» **OBJECTIVE**:
Exactly repeat the full listing that follows.

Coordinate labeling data
begin

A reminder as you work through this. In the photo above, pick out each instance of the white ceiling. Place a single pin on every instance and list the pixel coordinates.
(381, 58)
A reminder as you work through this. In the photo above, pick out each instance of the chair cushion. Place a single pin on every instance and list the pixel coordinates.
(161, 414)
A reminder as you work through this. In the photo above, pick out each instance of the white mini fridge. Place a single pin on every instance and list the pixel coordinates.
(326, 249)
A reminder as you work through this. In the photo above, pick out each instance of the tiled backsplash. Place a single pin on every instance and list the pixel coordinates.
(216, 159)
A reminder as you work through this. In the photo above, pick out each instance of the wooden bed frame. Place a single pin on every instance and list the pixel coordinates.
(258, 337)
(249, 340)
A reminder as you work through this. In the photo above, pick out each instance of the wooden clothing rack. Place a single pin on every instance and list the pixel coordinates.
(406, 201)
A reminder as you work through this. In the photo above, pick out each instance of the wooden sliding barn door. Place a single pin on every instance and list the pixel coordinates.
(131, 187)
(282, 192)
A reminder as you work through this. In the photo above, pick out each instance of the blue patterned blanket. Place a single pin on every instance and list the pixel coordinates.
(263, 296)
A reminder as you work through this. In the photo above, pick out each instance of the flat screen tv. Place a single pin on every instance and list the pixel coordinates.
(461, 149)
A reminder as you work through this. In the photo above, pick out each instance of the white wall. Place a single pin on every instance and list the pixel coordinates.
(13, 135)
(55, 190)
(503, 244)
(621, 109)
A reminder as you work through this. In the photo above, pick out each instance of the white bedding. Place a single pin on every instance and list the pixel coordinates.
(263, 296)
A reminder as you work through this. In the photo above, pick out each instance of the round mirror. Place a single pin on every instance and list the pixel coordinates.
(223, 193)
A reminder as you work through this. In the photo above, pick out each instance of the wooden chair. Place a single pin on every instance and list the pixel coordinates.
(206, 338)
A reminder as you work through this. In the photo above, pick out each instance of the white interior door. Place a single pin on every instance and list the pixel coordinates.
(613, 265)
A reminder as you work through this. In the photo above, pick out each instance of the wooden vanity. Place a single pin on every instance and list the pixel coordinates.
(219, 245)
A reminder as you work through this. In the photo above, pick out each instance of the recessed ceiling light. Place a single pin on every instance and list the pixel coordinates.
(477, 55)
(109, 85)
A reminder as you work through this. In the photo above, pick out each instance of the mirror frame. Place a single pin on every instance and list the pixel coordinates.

end

» **SOLUTION TO THIS TASK**:
A reminder as you work through this. In the photo above, pick out each instance of the white ceiling. Place a single pin on every instance and list the pixel coordinates.
(381, 58)
A reminder as you work through this. In the photo above, pick out each instance of the chair cushion. Place a single pin on every instance and list the pixel coordinates.
(161, 414)
A reminder as you work through this. In the photo above, pick out each instance of the white mini fridge. Place a single pin on every instance and list the pixel coordinates.
(326, 249)
A reminder as you work through this. In the photo above, pick out each instance of the tiled backsplash. Place a single pin on every instance and list the pixel coordinates.
(216, 159)
A reminder as you work through this. In the photo above, pick out each instance of the wooden bed frame. Place a single pin on every instance and list the pixel coordinates.
(258, 337)
(249, 340)
A reminder as you work through this. In the photo above, pick out each instance of the wooden clothing rack. Place a single pin on every instance and list the pixel coordinates.
(406, 201)
A reminder as you work through this. In the photo above, pick out each instance of the wooden sliding barn door. Place a single pin on every instance and list the pixel coordinates.
(131, 187)
(282, 192)
A reminder as you work through this. In the photo above, pick out each instance of the blue patterned blanket. Place a single pin on every instance and list the pixel coordinates.
(263, 296)
A reminder as you work through this. In the photo above, pick out each instance of the flat screen tv. Place a single pin on every instance and list the pixel coordinates.
(461, 149)
A reminder as you work through this. In the photo above, pick out each instance of the white wall. Place a single pin on every instance and list the pixel coordinates.
(13, 135)
(55, 190)
(503, 244)
(621, 109)
A reminder as you work through this. In the photo above, pick out each instance of the white bedding. Place a single pin on every instance and list the pixel coordinates.
(263, 296)
A reminder as you work through this. In the photo above, pick out each instance of the round mirror. Place a single pin on every instance and list the pixel coordinates.
(223, 193)
A reminder as you work through this. In the photo above, pick out each instance of the wooden chair. Place a single pin on every instance and list the pixel coordinates.
(206, 338)
A reminder as you work through this. In the photo above, pick out each instance of the white interior door. Place a single pin on every instance and list the pixel coordinates.
(613, 265)
A reminder as you work through this. In the photo above, pick out each instance of the wooden vanity. Place a single pin on every instance and list the pixel coordinates.
(219, 245)
A reminder as you work through this. In the photo above, pick out each instance of the recessed ceiling light. Place a single pin on every instance and list the pixel coordinates.
(477, 55)
(109, 85)
A reminder as you work through this. In the photo above, pick out each instance of the mirror frame. Place a single pin on every instance and list the pixel coordinates.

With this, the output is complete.